Collected data
################
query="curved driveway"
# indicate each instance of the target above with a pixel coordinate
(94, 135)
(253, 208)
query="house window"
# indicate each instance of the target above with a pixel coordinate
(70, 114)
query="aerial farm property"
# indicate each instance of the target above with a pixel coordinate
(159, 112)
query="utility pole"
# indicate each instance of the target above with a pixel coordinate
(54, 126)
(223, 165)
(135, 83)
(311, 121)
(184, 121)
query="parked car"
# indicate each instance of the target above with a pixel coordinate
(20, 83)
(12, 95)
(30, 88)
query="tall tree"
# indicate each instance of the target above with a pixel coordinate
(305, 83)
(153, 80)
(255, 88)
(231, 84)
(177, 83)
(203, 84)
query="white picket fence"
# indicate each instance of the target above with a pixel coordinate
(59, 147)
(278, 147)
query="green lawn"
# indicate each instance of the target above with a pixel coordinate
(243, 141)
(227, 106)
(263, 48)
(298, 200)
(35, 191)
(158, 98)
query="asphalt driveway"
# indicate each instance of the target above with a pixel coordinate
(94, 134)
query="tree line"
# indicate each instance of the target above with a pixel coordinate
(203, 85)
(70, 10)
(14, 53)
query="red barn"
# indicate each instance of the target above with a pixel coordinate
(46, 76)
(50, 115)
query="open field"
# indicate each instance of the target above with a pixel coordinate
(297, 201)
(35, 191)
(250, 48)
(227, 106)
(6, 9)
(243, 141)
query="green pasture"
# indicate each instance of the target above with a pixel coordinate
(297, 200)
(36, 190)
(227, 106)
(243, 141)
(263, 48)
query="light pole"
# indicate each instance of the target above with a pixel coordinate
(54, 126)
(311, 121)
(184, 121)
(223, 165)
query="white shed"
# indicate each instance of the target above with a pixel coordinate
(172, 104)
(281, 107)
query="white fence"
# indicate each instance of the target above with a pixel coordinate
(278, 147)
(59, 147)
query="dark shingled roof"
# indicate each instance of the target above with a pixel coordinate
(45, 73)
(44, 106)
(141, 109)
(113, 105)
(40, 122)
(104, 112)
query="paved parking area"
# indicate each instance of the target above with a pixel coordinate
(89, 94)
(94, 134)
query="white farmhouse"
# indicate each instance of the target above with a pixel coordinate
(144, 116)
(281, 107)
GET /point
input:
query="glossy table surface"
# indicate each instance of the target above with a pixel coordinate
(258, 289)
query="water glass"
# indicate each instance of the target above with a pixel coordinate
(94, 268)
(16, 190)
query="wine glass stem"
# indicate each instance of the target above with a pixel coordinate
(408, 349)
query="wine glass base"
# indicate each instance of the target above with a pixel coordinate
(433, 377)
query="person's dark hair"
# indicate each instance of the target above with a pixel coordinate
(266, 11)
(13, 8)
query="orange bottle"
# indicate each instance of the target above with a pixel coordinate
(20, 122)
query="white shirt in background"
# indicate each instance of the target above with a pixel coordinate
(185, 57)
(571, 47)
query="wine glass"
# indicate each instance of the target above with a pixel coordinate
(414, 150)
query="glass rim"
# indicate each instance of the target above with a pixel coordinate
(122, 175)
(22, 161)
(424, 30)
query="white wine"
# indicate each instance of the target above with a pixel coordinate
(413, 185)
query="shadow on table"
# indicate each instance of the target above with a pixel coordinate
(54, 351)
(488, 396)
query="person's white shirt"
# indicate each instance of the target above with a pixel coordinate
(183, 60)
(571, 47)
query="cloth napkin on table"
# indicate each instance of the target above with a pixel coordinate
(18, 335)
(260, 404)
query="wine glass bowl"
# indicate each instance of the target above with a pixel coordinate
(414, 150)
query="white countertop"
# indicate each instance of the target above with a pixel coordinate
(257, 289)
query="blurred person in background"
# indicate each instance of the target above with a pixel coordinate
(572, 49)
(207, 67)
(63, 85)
################
Locate every line in the rows above that contains the word "background" and copy each one, treating uppercase and lowercase as different.

query="white shirt in background"
query="blurred person in background"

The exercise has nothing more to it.